Copy every line below that has the word "blue" in it.

(Collected data)
■ ■ ■ ■ ■

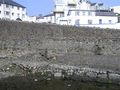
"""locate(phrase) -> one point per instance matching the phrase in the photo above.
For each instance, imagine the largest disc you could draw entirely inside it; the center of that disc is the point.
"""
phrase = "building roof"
(11, 2)
(105, 13)
(49, 15)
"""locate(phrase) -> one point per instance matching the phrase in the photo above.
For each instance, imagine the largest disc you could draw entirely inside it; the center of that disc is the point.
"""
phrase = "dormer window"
(18, 8)
(83, 13)
(7, 6)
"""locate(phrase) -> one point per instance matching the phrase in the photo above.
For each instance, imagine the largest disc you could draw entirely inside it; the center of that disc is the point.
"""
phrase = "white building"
(84, 13)
(116, 9)
(12, 10)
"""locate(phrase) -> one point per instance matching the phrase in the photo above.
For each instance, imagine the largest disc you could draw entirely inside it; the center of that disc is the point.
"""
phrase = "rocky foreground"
(90, 54)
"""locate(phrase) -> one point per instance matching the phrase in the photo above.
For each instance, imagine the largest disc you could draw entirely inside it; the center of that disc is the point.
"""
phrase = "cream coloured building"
(84, 13)
(116, 9)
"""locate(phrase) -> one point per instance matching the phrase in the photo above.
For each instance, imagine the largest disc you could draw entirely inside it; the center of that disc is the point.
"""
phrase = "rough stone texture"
(38, 45)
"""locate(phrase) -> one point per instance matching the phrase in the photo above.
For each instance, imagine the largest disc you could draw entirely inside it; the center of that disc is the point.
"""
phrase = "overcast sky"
(35, 7)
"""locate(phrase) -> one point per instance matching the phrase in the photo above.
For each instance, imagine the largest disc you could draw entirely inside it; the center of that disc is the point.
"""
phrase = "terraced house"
(84, 13)
(11, 10)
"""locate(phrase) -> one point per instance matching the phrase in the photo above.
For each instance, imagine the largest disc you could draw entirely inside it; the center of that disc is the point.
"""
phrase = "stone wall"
(35, 44)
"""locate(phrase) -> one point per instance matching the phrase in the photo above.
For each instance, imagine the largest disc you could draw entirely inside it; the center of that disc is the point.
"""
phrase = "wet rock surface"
(92, 54)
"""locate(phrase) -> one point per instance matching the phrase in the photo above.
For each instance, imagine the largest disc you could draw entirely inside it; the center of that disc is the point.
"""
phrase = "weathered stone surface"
(28, 48)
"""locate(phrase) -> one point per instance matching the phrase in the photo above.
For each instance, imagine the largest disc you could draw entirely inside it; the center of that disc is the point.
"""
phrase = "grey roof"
(11, 2)
(49, 15)
(103, 13)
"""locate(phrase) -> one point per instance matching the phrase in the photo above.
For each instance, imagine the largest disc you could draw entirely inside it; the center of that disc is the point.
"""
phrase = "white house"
(12, 10)
(116, 9)
(84, 13)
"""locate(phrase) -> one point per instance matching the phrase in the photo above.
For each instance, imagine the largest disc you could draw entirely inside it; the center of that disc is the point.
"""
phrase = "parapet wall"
(94, 47)
(16, 36)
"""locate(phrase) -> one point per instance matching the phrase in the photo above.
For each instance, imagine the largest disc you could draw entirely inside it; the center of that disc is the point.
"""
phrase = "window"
(77, 22)
(77, 13)
(89, 13)
(23, 9)
(18, 8)
(89, 21)
(7, 6)
(18, 15)
(110, 21)
(69, 13)
(23, 15)
(7, 13)
(83, 13)
(12, 6)
(100, 21)
(12, 14)
(61, 14)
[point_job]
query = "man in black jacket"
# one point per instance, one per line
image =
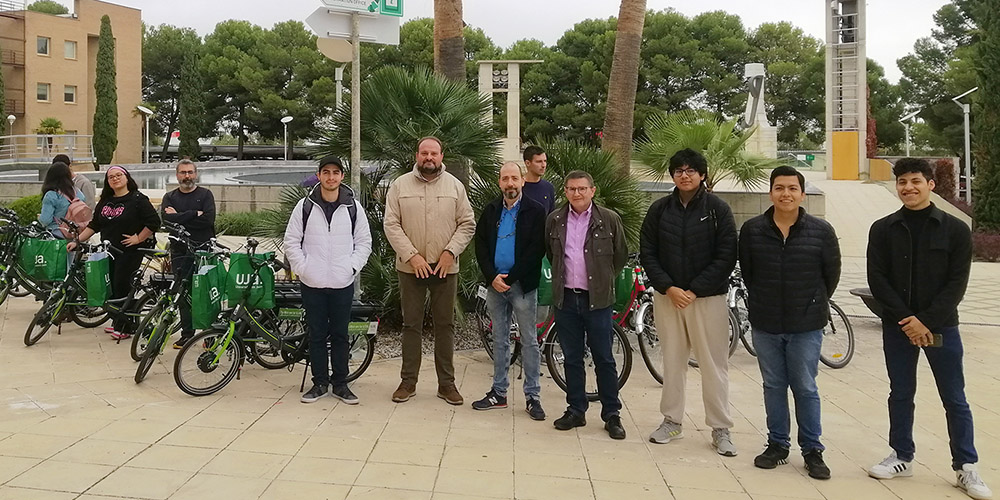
(790, 262)
(510, 244)
(193, 207)
(918, 268)
(688, 249)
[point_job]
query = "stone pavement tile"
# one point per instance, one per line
(100, 451)
(686, 476)
(62, 476)
(331, 446)
(624, 471)
(412, 477)
(34, 445)
(12, 466)
(268, 442)
(543, 488)
(322, 470)
(477, 483)
(605, 490)
(11, 493)
(173, 458)
(203, 486)
(201, 437)
(282, 490)
(246, 464)
(477, 459)
(132, 482)
(374, 493)
(697, 494)
(394, 452)
(552, 465)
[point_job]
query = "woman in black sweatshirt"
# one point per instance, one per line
(127, 219)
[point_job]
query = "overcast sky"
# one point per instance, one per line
(893, 25)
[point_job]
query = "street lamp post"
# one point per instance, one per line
(147, 113)
(284, 123)
(966, 109)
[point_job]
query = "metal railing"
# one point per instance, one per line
(41, 148)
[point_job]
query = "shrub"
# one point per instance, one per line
(986, 246)
(27, 208)
(237, 223)
(945, 183)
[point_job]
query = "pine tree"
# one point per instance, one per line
(106, 112)
(986, 198)
(192, 104)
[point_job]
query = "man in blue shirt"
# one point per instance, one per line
(510, 244)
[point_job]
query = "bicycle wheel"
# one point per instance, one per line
(208, 362)
(43, 319)
(621, 350)
(649, 344)
(734, 339)
(838, 339)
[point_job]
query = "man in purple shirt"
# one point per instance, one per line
(586, 245)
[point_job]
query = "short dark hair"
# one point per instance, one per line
(913, 166)
(430, 138)
(532, 151)
(688, 158)
(579, 174)
(330, 160)
(788, 171)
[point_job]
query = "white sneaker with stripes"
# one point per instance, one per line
(890, 468)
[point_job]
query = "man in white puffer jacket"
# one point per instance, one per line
(327, 242)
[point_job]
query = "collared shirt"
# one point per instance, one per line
(506, 227)
(577, 226)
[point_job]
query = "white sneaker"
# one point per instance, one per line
(972, 484)
(891, 467)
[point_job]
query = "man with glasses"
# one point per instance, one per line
(687, 246)
(193, 207)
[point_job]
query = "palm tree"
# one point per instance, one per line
(620, 112)
(449, 43)
(723, 145)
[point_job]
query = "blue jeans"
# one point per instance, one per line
(577, 326)
(946, 364)
(523, 307)
(328, 313)
(791, 360)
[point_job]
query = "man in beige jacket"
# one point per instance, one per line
(428, 222)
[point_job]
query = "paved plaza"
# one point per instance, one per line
(73, 424)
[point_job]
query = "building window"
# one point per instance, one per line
(43, 92)
(43, 46)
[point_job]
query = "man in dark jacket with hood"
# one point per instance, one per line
(791, 265)
(510, 243)
(688, 249)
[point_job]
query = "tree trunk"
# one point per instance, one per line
(449, 44)
(620, 112)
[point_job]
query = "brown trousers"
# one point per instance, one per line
(413, 292)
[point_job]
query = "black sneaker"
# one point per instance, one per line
(614, 427)
(570, 420)
(492, 401)
(344, 394)
(315, 393)
(815, 465)
(534, 409)
(773, 456)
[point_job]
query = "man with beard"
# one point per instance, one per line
(192, 207)
(509, 247)
(428, 221)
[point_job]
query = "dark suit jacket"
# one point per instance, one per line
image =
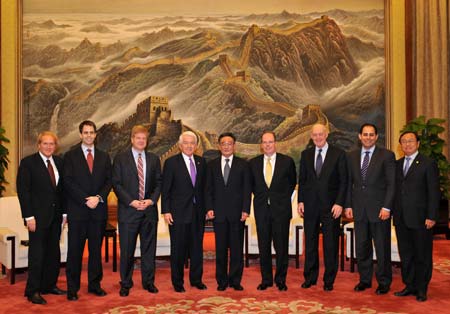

■ ■ ■ ■ ■

| RESPONSE BOX |
query = "man in blue shirt"
query = "blue jeans"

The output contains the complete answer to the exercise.